═══ SOURCE MATERIAL ═══
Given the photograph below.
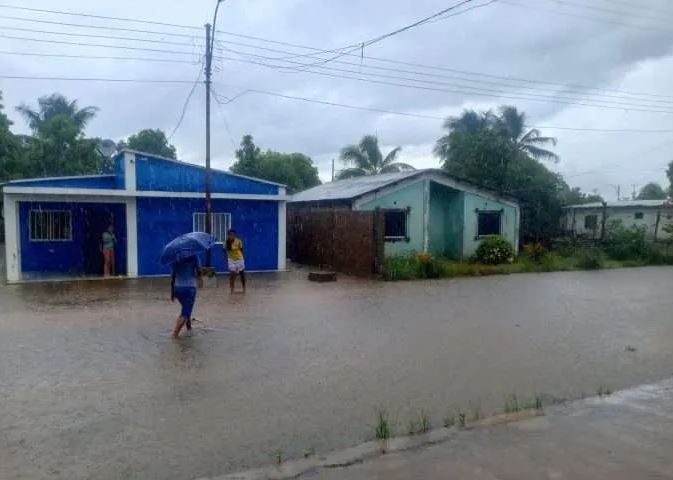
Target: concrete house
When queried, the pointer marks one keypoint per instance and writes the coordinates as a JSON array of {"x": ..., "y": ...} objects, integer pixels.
[
  {"x": 425, "y": 210},
  {"x": 587, "y": 220},
  {"x": 53, "y": 226}
]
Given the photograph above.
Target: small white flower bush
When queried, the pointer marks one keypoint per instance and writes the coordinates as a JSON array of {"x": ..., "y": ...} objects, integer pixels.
[{"x": 494, "y": 250}]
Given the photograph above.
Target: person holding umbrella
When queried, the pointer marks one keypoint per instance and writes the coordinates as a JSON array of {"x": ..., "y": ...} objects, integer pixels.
[{"x": 182, "y": 254}]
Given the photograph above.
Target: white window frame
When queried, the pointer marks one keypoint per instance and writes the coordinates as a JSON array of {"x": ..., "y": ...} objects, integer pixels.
[
  {"x": 405, "y": 211},
  {"x": 50, "y": 226},
  {"x": 500, "y": 212},
  {"x": 199, "y": 224}
]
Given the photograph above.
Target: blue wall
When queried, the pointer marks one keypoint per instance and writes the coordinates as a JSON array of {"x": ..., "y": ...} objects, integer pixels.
[
  {"x": 162, "y": 219},
  {"x": 171, "y": 176},
  {"x": 68, "y": 256},
  {"x": 100, "y": 181}
]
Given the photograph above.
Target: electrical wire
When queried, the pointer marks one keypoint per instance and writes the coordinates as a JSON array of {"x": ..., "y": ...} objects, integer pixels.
[{"x": 186, "y": 104}]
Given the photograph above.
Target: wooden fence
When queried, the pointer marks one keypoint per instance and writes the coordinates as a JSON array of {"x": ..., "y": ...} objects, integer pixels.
[{"x": 343, "y": 240}]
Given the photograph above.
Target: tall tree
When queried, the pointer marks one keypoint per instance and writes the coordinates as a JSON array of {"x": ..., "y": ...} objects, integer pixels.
[
  {"x": 11, "y": 165},
  {"x": 366, "y": 159},
  {"x": 55, "y": 105},
  {"x": 651, "y": 191},
  {"x": 150, "y": 141},
  {"x": 510, "y": 123},
  {"x": 295, "y": 170},
  {"x": 480, "y": 148}
]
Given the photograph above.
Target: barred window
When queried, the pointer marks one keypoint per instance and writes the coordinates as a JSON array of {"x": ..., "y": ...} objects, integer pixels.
[
  {"x": 50, "y": 225},
  {"x": 220, "y": 224}
]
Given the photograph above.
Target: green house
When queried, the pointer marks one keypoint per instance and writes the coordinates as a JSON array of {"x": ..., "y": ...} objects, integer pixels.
[{"x": 424, "y": 210}]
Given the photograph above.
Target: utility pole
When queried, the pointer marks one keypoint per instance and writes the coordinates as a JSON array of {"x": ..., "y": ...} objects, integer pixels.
[{"x": 209, "y": 71}]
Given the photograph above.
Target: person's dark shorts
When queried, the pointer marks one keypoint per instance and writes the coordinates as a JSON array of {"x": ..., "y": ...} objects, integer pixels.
[{"x": 186, "y": 296}]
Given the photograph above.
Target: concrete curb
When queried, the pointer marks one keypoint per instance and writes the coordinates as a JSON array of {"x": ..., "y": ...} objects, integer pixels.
[{"x": 369, "y": 450}]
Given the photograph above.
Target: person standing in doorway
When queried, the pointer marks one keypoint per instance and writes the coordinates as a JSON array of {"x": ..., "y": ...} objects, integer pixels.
[
  {"x": 108, "y": 244},
  {"x": 185, "y": 277},
  {"x": 235, "y": 260}
]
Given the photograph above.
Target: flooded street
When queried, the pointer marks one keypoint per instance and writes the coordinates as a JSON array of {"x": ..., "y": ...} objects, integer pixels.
[{"x": 92, "y": 385}]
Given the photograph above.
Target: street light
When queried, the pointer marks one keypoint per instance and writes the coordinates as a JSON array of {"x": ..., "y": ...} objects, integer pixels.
[{"x": 210, "y": 43}]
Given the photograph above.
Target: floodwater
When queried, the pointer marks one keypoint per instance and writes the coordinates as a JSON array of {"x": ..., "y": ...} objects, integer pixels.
[{"x": 92, "y": 386}]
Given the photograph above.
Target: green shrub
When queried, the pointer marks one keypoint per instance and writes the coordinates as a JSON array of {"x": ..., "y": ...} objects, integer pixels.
[
  {"x": 494, "y": 250},
  {"x": 590, "y": 259},
  {"x": 622, "y": 243}
]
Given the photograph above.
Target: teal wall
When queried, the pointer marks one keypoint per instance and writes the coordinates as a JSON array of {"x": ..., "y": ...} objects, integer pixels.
[
  {"x": 445, "y": 226},
  {"x": 509, "y": 227},
  {"x": 407, "y": 197}
]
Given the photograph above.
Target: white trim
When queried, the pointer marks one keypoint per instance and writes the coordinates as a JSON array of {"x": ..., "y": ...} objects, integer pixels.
[
  {"x": 101, "y": 192},
  {"x": 282, "y": 235},
  {"x": 129, "y": 171},
  {"x": 12, "y": 243},
  {"x": 131, "y": 238},
  {"x": 18, "y": 182},
  {"x": 180, "y": 162},
  {"x": 426, "y": 214}
]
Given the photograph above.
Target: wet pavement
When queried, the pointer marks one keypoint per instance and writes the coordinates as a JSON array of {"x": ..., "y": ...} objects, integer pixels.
[
  {"x": 628, "y": 435},
  {"x": 92, "y": 386}
]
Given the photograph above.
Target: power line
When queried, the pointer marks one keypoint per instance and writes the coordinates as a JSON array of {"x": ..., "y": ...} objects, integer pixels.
[
  {"x": 94, "y": 79},
  {"x": 186, "y": 104},
  {"x": 317, "y": 51},
  {"x": 314, "y": 49},
  {"x": 102, "y": 17},
  {"x": 98, "y": 27},
  {"x": 410, "y": 114},
  {"x": 106, "y": 37},
  {"x": 475, "y": 90},
  {"x": 425, "y": 74},
  {"x": 95, "y": 57}
]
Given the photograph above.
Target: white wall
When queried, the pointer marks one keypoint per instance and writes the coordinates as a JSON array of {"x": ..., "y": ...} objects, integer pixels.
[{"x": 625, "y": 214}]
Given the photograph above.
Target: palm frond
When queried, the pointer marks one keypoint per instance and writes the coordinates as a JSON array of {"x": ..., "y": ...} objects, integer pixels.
[
  {"x": 392, "y": 155},
  {"x": 351, "y": 173},
  {"x": 539, "y": 153},
  {"x": 397, "y": 167},
  {"x": 351, "y": 155}
]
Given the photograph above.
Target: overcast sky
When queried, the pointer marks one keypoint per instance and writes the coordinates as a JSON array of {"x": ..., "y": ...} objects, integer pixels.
[{"x": 625, "y": 54}]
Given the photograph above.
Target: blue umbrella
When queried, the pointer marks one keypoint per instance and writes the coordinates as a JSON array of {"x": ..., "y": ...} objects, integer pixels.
[{"x": 186, "y": 246}]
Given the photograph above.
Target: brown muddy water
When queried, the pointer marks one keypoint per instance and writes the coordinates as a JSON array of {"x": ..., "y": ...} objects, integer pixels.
[{"x": 91, "y": 385}]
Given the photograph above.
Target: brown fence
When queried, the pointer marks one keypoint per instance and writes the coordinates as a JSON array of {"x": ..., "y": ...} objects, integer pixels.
[{"x": 343, "y": 240}]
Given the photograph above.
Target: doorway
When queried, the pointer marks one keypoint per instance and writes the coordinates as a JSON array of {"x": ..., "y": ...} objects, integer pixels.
[{"x": 95, "y": 220}]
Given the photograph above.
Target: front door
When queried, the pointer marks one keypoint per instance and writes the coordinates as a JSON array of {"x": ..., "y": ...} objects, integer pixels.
[{"x": 94, "y": 222}]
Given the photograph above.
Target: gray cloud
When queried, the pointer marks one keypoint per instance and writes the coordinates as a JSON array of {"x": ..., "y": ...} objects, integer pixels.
[{"x": 500, "y": 39}]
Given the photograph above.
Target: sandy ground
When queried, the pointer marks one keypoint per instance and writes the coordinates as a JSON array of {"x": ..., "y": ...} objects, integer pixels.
[{"x": 91, "y": 385}]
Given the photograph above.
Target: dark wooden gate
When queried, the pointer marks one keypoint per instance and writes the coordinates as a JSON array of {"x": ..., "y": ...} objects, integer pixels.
[{"x": 346, "y": 241}]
═══
> **DIRECTIONS FOR THIS TASK**
Pull from the listing above every line containing the string "window", with case counting in the match.

> **SOLUTION**
Target: white window frame
Target: barred window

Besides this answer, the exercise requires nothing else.